Task requirements: Without changing a single character, write out every record below.

Provided data:
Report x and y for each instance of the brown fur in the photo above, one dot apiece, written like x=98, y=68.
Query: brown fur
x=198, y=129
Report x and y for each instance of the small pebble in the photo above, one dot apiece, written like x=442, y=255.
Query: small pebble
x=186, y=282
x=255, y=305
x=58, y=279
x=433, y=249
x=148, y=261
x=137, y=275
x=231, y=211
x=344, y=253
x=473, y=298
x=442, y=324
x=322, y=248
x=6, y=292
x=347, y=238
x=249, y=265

Answer:
Report x and y for each instance of the brown fur in the photo above, one dot apiece, written like x=98, y=68.
Query: brown fur
x=198, y=129
Report x and y for each instance of the small pebble in the photo above, one dot apiece, written like x=442, y=255.
Query: small pebble
x=186, y=282
x=255, y=305
x=58, y=279
x=433, y=249
x=148, y=261
x=137, y=275
x=231, y=211
x=344, y=253
x=473, y=298
x=442, y=324
x=322, y=248
x=6, y=292
x=347, y=238
x=249, y=265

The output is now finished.